— START Excerpt provided —
Indignant as anything

The recent comments from Employers and Manufacturers' Association chief executive Alasdair Thompson that women were paid less because they took sick days when they had their period continue to reverberate. Columnists Elspeth McLean and Simon Cunliffe believe the focus should be on the wider questions of pay equity, women's productivity and child rearing.

Maybe we should be thinking about a back-up event should the unthinkable occur - yet another Rugby World Cup defeat.

Let's make it something we excel at without even trying.

After all, who wants to get involved in anything which might involve producing buckets of sweat at the gym for years on end and risking injury grasping slippery odd-shaped balls?

It also needs to be something we could stage at the Forsyth Barr stadium to stop it turning into some ugly overpriced white elephant once Elton John finishes tickling the ivories in late November.

Since the building looks like the Sydney Harbour Bridge from the peninsula, perhaps we could get Oprah and a planeload of screaming fans to fly out for a pilgrimage walk over it. We would, however, need to ensure the structure could cope with the examples of the obesity epidemic likely to be in the entourage.

Perhaps it would be better to involve a local celebrity, Pam Corkery. She has abandoned her plans for Pammy's, a bordello servicing women in Auckland.

News reports suggested she had attracted more than 1000 job applications, presumably from reliable chaps who wouldn't need any monthly time off.

It doesn't sound as if Pam would be keen to continue with the concept anywhere else so there's no use suggesting she bring it to the stadium. (A pity really - through the old girl MPs' network she could have saved a bit on advertising by asking Hilary Calvert to lend her eyes sign for the venture.)Presumably, Pam's decision to pull the plug means the team lined up to do the documentary series on it might also be at a loose end.

If she is looking for a new reality TV project, how about a competition, New Zealand Indignant (apologies about the grammar), to find the most indignation-filled person in the country.

There could be live weekly shows recorded at the stadium where contestants would air their outrage on a chosen topical issue.

Pam would run the show. With her talkback radio experience, she would be great at winding everybody up whenever dullness lurked.

Audience members would be encouraged not only to vote for their favourites, but to boo, applaud and interrupt at every opportunity.

I predict there would be no shortage of participants or audience members. We are all experts at being righteously indignant.
— END Excerpt provided —
— START Raw data —
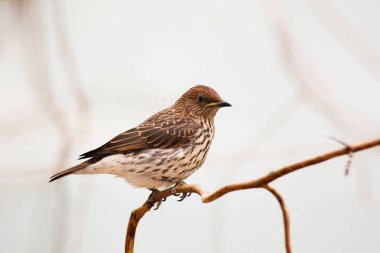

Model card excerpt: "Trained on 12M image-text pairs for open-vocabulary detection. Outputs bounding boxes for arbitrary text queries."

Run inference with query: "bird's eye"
[198,96,207,104]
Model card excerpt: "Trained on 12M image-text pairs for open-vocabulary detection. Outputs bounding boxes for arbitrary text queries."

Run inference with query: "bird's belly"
[83,137,210,189]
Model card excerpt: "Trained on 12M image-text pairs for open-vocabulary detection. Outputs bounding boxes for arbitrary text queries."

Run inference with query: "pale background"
[0,0,380,253]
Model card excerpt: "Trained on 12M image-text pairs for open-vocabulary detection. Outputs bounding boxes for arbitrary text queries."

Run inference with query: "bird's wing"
[79,116,199,159]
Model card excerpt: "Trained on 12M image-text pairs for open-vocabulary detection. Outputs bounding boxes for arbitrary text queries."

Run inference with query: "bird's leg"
[172,180,191,201]
[148,189,166,210]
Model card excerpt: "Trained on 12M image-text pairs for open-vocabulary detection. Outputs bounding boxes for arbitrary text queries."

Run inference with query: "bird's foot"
[172,181,191,201]
[148,189,166,210]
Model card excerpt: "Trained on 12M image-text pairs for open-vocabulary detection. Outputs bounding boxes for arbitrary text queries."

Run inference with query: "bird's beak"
[207,101,231,107]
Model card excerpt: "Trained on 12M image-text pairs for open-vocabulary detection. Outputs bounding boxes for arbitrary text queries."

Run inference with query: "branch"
[125,139,380,253]
[263,185,292,253]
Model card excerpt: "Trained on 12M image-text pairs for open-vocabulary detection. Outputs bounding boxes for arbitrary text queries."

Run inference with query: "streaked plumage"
[50,85,230,189]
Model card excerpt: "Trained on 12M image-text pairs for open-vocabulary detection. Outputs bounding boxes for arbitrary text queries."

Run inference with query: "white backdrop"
[0,0,380,253]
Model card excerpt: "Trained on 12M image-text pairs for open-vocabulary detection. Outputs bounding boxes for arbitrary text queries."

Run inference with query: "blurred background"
[0,0,380,253]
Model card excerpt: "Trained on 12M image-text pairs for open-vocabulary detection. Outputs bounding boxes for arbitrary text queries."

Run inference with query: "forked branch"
[125,139,380,253]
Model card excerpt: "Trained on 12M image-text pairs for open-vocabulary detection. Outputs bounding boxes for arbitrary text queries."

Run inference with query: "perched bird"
[49,85,231,191]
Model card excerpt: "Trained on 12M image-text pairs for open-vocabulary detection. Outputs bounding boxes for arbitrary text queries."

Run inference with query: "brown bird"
[49,85,231,193]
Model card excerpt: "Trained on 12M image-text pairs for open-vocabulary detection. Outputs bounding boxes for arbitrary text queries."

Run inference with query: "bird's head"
[172,85,231,119]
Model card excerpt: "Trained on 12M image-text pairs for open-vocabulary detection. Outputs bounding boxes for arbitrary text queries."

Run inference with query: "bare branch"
[263,185,292,253]
[125,139,380,253]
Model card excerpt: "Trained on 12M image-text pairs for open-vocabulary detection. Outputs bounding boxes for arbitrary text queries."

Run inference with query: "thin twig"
[263,185,292,253]
[125,139,380,253]
[328,136,354,176]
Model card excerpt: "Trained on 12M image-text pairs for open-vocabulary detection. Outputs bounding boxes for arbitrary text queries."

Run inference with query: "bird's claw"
[148,190,166,210]
[172,181,191,201]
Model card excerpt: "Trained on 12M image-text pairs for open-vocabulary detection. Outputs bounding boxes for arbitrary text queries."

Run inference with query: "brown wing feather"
[80,113,199,159]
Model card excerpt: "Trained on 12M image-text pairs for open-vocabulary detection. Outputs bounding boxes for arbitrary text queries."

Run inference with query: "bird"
[49,85,231,196]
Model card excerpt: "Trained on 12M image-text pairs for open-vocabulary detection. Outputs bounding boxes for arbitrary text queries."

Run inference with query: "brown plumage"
[50,85,230,189]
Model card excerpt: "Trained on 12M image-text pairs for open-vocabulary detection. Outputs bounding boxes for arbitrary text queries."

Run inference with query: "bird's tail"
[49,161,90,183]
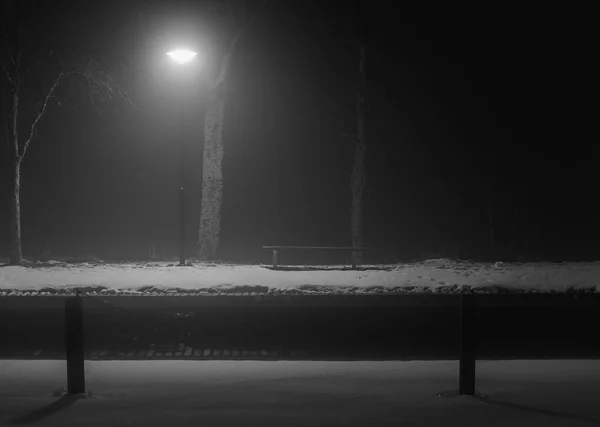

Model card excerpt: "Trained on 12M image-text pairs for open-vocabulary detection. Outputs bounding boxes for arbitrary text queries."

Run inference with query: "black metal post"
[179,113,185,266]
[458,295,477,395]
[65,291,85,394]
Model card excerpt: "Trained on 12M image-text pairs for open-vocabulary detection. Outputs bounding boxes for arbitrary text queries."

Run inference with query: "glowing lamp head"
[167,49,198,65]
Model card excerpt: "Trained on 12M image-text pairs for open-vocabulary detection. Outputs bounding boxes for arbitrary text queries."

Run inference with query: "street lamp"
[167,49,198,266]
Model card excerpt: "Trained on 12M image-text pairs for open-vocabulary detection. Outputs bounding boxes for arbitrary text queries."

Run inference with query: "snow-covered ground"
[0,360,600,427]
[0,259,600,295]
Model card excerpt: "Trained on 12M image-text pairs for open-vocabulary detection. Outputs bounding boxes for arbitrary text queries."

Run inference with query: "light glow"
[167,49,198,65]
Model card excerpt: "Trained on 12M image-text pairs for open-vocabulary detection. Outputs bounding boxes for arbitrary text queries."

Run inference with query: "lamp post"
[167,49,197,266]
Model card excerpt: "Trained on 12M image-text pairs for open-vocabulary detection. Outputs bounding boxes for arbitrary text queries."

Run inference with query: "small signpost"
[65,290,85,394]
[458,295,477,395]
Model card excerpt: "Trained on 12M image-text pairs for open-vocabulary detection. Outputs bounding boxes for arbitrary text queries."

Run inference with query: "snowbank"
[0,259,600,294]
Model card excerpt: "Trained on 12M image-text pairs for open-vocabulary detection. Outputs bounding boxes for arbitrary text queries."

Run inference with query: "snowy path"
[0,259,600,296]
[0,361,600,427]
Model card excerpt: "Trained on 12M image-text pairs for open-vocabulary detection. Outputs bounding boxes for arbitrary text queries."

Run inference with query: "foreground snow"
[0,259,600,294]
[0,360,600,427]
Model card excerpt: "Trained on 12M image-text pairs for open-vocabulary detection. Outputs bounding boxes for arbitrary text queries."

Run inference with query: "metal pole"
[458,295,477,395]
[65,290,85,394]
[179,106,185,266]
— END Raw data —
*Instructions to follow*.
From the column:
(a) Which performer does it say will finish at the stadium in late November?
(b) How many job applications did news reports suggest Pam Corkery had attracted?
(c) What name does it propose for the reality TV competition?
Rely on the column alone.

*Response to the exercise*.
(a) Elton John
(b) More than 1000
(c) New Zealand Indignant